**PASSAGE GIVEN**.
--*--
RESPONSE: The Company has ongoing termination benefit arrangements as part of its collective bargaining agreements, written human resource policies and government regulations. Substantially all employees terminated in connection with the restructuring programs were terminated under such ongoing termination benefit arrangements. The related liability for termination costs was accrued as a one-time charge to earnings in accordance with SFAS No. 112 since (1) the termination obligation was attributable to employees services already rendered, (2) the obligation related to rights that vest or accumulate, (3) payment of the obligation is probable, and (4) the amount of the payment is reasonably estimable. The amount of the employee termination accrual was calculated by applying the benefit provisions of the ongoing termination benefit arrangement to the specified employees to be terminated. The Company has expanded its disclosure on pages F-29 and F-30 to clarify its accounting for these costs.
--*--
[Some records]
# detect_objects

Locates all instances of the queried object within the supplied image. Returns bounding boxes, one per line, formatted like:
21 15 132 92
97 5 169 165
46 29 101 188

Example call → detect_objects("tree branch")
--*--
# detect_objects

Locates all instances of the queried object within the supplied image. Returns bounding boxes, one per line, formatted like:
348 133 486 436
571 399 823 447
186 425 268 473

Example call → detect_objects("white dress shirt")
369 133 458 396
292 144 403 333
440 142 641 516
--*--
**WHAT THE EXERCISE ASKS**.
Carry on the response about accounting for employee termination benefits, starting right after its last sentence.

**SOLVED EXERCISE**.
18. Common Interests, and Tracking Preferred Interests
20. We note your revision made in response to prior comment 79. However, your statement, ...the Company authorized and issued four series of tracking preferred interests that track the performance of the AdMat business. . . remains unclear. Please revise your disclosure to discuss how these interests track the performance of the AdMat business.
RESPONSE: Reference to the tracking preferred interest has been deleted. See pages 168 and F-57 of the revised prospectus included in Amendment No. 2.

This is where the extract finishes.